[SUPPLIED RECORDS]
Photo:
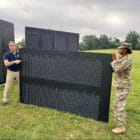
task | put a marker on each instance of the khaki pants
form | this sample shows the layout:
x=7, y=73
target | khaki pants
x=119, y=107
x=10, y=77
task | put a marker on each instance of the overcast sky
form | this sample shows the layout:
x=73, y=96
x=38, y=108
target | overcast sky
x=112, y=17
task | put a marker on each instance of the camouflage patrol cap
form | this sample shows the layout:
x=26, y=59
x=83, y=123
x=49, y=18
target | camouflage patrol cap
x=125, y=46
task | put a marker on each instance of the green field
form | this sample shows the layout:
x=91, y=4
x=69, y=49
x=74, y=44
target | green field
x=21, y=122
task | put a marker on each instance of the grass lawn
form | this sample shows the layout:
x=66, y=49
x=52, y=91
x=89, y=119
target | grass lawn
x=27, y=122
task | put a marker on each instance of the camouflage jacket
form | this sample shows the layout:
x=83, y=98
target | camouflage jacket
x=122, y=68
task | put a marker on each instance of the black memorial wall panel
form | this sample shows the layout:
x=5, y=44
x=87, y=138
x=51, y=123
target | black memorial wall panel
x=51, y=40
x=74, y=82
x=6, y=34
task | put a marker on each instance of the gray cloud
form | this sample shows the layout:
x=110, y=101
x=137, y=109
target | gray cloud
x=112, y=17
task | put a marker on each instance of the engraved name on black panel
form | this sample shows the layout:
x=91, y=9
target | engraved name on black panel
x=51, y=40
x=74, y=82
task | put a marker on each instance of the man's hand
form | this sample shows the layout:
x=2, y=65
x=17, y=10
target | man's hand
x=17, y=61
x=114, y=57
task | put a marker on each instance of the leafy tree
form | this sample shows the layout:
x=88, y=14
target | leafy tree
x=134, y=38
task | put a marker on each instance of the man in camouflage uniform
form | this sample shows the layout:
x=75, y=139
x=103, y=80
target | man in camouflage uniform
x=122, y=67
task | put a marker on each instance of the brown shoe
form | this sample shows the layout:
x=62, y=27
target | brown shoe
x=119, y=130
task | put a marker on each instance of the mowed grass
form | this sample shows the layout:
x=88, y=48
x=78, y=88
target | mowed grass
x=27, y=122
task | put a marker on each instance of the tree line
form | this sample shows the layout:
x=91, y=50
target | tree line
x=90, y=42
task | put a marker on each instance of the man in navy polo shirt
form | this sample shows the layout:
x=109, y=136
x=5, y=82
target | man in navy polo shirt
x=12, y=62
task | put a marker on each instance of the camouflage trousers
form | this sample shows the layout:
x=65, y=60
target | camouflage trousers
x=119, y=107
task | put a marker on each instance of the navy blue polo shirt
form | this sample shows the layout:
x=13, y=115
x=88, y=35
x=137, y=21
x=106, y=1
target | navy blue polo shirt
x=11, y=57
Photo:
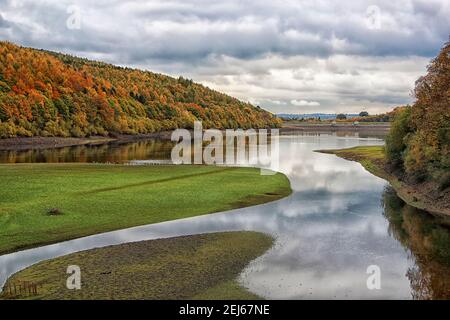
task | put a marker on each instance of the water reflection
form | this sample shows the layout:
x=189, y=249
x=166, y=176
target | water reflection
x=112, y=152
x=339, y=220
x=427, y=239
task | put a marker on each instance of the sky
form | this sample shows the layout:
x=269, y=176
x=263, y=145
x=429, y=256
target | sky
x=286, y=56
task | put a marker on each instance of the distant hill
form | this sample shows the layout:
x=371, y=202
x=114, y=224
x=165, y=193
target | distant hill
x=44, y=93
x=322, y=116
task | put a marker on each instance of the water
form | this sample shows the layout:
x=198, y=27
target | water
x=339, y=220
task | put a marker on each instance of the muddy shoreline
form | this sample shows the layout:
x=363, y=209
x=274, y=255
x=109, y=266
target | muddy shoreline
x=22, y=143
x=337, y=127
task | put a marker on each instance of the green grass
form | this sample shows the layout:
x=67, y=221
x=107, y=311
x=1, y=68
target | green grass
x=96, y=198
x=190, y=267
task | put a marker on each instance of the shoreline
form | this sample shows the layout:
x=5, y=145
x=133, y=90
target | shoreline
x=213, y=261
x=37, y=143
x=372, y=159
x=27, y=143
x=336, y=127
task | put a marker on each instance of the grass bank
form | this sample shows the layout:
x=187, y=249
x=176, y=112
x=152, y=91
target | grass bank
x=373, y=159
x=190, y=267
x=93, y=198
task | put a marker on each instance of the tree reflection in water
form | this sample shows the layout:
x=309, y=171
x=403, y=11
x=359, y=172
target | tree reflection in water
x=427, y=241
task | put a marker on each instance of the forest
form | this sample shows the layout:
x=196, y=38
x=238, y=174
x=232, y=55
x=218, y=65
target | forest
x=419, y=141
x=49, y=94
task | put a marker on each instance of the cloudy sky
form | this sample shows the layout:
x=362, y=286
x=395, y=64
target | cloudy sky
x=287, y=56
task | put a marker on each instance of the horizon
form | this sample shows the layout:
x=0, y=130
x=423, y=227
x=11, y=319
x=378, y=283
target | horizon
x=285, y=57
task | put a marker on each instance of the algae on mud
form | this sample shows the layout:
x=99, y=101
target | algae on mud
x=202, y=266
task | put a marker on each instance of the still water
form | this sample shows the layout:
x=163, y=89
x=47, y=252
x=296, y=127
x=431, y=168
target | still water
x=339, y=220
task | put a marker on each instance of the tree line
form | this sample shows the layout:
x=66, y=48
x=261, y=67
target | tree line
x=44, y=93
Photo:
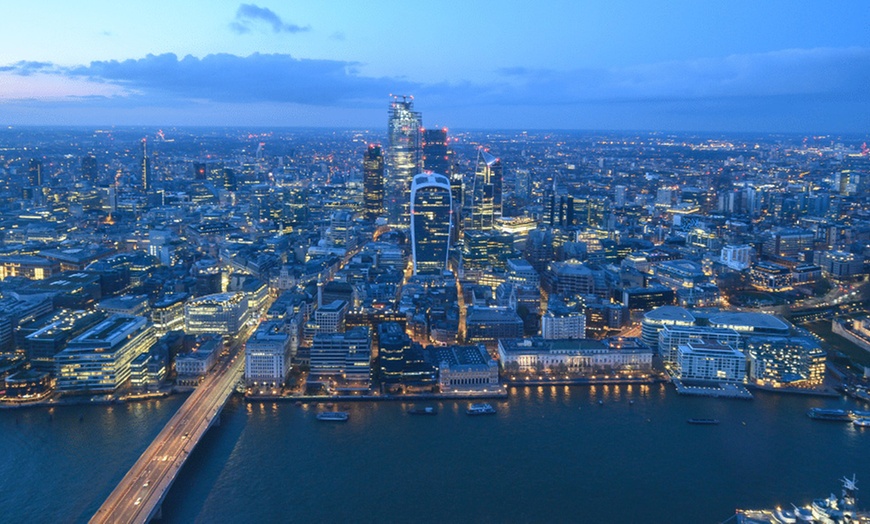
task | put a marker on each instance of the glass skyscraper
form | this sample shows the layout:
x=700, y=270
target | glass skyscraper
x=404, y=158
x=373, y=181
x=147, y=179
x=484, y=198
x=431, y=221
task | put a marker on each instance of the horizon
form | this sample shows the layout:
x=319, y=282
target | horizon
x=786, y=67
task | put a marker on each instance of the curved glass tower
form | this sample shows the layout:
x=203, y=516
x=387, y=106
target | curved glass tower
x=431, y=221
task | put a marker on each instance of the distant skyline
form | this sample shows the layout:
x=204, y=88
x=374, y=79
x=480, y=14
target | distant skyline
x=781, y=66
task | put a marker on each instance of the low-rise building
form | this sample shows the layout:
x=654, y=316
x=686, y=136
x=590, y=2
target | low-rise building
x=218, y=313
x=99, y=359
x=706, y=360
x=341, y=361
x=463, y=368
x=192, y=366
x=615, y=355
x=786, y=361
x=268, y=356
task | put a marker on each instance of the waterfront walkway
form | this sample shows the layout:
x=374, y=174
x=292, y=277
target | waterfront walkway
x=138, y=497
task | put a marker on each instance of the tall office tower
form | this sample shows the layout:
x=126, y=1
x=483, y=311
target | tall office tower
x=200, y=171
x=373, y=181
x=437, y=158
x=403, y=157
x=431, y=221
x=147, y=179
x=483, y=200
x=436, y=155
x=89, y=168
x=619, y=196
x=34, y=173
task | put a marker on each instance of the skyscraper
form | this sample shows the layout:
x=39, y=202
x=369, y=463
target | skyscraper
x=34, y=173
x=437, y=159
x=147, y=180
x=89, y=168
x=431, y=222
x=403, y=157
x=484, y=199
x=373, y=181
x=436, y=155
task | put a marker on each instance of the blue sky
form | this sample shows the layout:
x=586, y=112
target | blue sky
x=677, y=65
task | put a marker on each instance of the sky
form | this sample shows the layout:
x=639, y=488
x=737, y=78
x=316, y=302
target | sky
x=681, y=65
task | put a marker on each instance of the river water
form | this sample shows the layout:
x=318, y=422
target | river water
x=551, y=454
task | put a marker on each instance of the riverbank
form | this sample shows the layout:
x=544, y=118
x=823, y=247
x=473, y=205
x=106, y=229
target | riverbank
x=411, y=397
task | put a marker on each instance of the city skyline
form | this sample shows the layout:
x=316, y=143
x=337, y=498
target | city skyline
x=778, y=67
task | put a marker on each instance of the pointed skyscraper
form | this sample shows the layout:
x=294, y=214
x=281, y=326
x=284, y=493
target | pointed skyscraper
x=404, y=158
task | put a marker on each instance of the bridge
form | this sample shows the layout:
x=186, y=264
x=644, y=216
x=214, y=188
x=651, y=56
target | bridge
x=139, y=496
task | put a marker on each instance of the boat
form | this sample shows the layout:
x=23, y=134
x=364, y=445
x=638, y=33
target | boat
x=834, y=415
x=333, y=416
x=480, y=409
x=827, y=510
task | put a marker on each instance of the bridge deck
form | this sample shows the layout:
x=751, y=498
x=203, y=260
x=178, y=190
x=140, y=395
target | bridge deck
x=138, y=496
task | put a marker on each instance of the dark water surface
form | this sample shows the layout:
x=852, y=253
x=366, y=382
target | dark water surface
x=551, y=454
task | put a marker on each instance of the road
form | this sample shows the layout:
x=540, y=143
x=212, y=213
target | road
x=138, y=496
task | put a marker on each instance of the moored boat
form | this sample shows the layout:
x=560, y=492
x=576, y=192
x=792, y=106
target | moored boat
x=333, y=416
x=480, y=409
x=703, y=421
x=834, y=415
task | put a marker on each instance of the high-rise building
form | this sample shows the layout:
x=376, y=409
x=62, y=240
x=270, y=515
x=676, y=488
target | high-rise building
x=436, y=155
x=89, y=168
x=373, y=181
x=484, y=200
x=34, y=173
x=147, y=178
x=403, y=157
x=431, y=221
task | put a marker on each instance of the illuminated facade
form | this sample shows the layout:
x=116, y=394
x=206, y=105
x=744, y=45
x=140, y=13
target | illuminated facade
x=404, y=157
x=792, y=362
x=710, y=361
x=99, y=359
x=147, y=176
x=431, y=222
x=484, y=199
x=224, y=313
x=267, y=356
x=373, y=181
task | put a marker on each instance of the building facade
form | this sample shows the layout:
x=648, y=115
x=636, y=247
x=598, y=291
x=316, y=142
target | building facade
x=431, y=222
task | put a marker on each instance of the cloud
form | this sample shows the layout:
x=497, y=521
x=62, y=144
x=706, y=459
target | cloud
x=249, y=16
x=789, y=89
x=230, y=78
x=780, y=73
x=27, y=68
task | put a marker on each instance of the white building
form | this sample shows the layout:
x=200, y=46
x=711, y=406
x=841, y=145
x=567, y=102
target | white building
x=563, y=324
x=342, y=360
x=267, y=356
x=191, y=366
x=627, y=356
x=711, y=361
x=219, y=313
x=736, y=257
x=672, y=337
x=99, y=359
[/SUPPLIED RECORDS]
Looking back over the data above, restate word for word the lines that begin at the line with "x=292, y=277" and end at the line with "x=483, y=311", inclusive.

x=292, y=277
target | waterfront walkway
x=138, y=497
task | put a marker on each instance of the tall office tower
form | this sample shows the layout:
x=126, y=1
x=483, y=311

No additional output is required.